• [Task description]:
Rewrite everything from the line containing "Expected output: one marker per instance of the small" down to the end of the rows, requests included. Multiply each answer coordinate by 1.6 and round to whole numbers, halves up, but leave the requests and their sample coordinates unchanged.

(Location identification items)
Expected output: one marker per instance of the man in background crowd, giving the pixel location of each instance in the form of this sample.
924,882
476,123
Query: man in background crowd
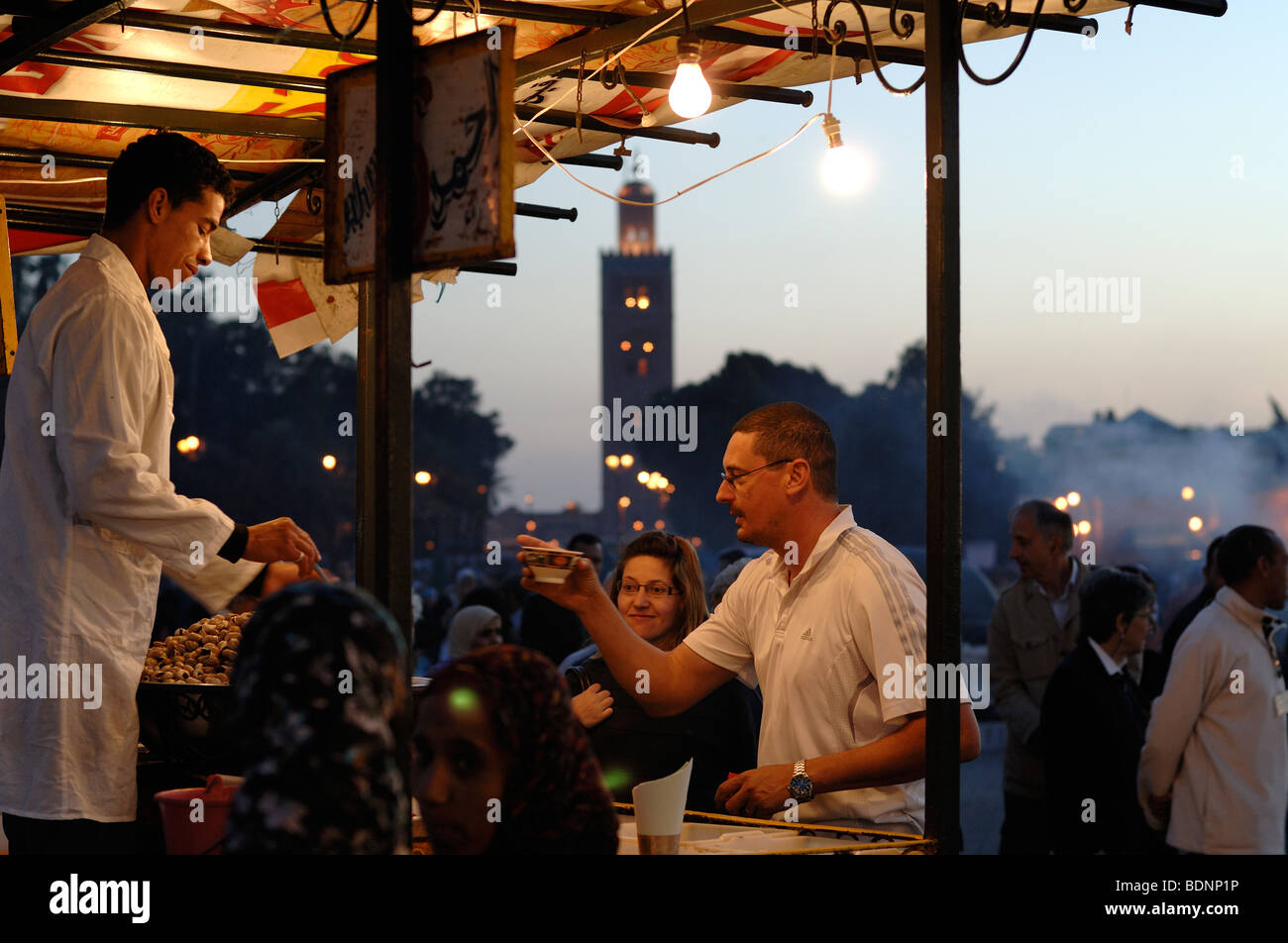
1034,626
1215,764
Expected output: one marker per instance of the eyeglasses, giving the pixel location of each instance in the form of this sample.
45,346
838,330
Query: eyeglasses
655,589
729,478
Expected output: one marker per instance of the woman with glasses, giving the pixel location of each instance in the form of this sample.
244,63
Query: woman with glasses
660,592
1094,723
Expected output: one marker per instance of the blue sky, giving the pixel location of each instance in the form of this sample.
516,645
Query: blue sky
1119,161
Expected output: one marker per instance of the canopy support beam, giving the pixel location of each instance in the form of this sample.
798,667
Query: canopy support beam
566,119
160,117
385,517
39,35
943,395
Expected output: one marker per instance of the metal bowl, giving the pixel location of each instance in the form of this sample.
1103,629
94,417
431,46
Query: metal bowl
188,724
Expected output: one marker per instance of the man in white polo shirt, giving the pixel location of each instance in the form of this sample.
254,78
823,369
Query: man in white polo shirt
814,621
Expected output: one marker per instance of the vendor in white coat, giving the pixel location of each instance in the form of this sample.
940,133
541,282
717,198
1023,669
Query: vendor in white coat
91,518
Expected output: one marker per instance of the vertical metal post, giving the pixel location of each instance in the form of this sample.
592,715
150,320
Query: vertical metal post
384,401
943,395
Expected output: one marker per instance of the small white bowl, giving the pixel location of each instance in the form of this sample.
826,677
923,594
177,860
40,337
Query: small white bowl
550,565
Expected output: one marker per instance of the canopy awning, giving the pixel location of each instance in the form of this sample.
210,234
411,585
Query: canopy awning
246,78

• [Answer in full]:
Expected output: one marker per instance of the small white bowl, giving the pixel location of each instance in the form of this sample.
826,677
923,594
177,860
40,337
Query: small white bowl
880,904
Expected output: one marker per instance of the canopy awning, giving the pixel location of each instance in the form of this sample.
210,234
411,585
Query: canopy awning
394,125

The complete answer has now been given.